Only the lines from the one with "point(869, 304)" through the final line below belong in the answer, copied exactly and without pictures.

=== Material for this exercise ===
=-=-=-=-=

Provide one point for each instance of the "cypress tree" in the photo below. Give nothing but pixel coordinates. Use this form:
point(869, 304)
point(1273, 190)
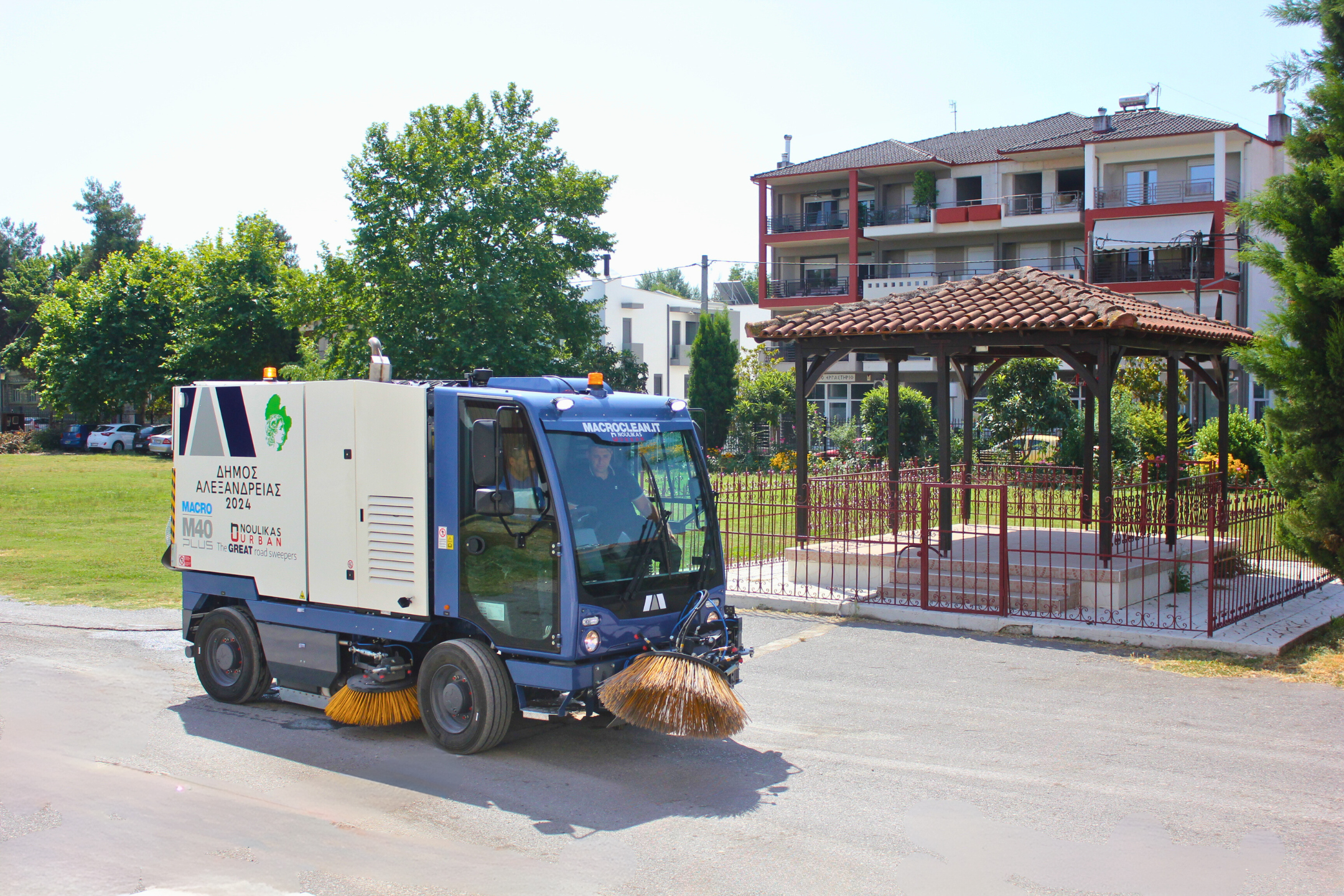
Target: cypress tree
point(1300, 353)
point(714, 379)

=-=-=-=-=

=== Expected answer ===
point(869, 304)
point(1273, 190)
Target: cypress tree
point(1300, 353)
point(714, 379)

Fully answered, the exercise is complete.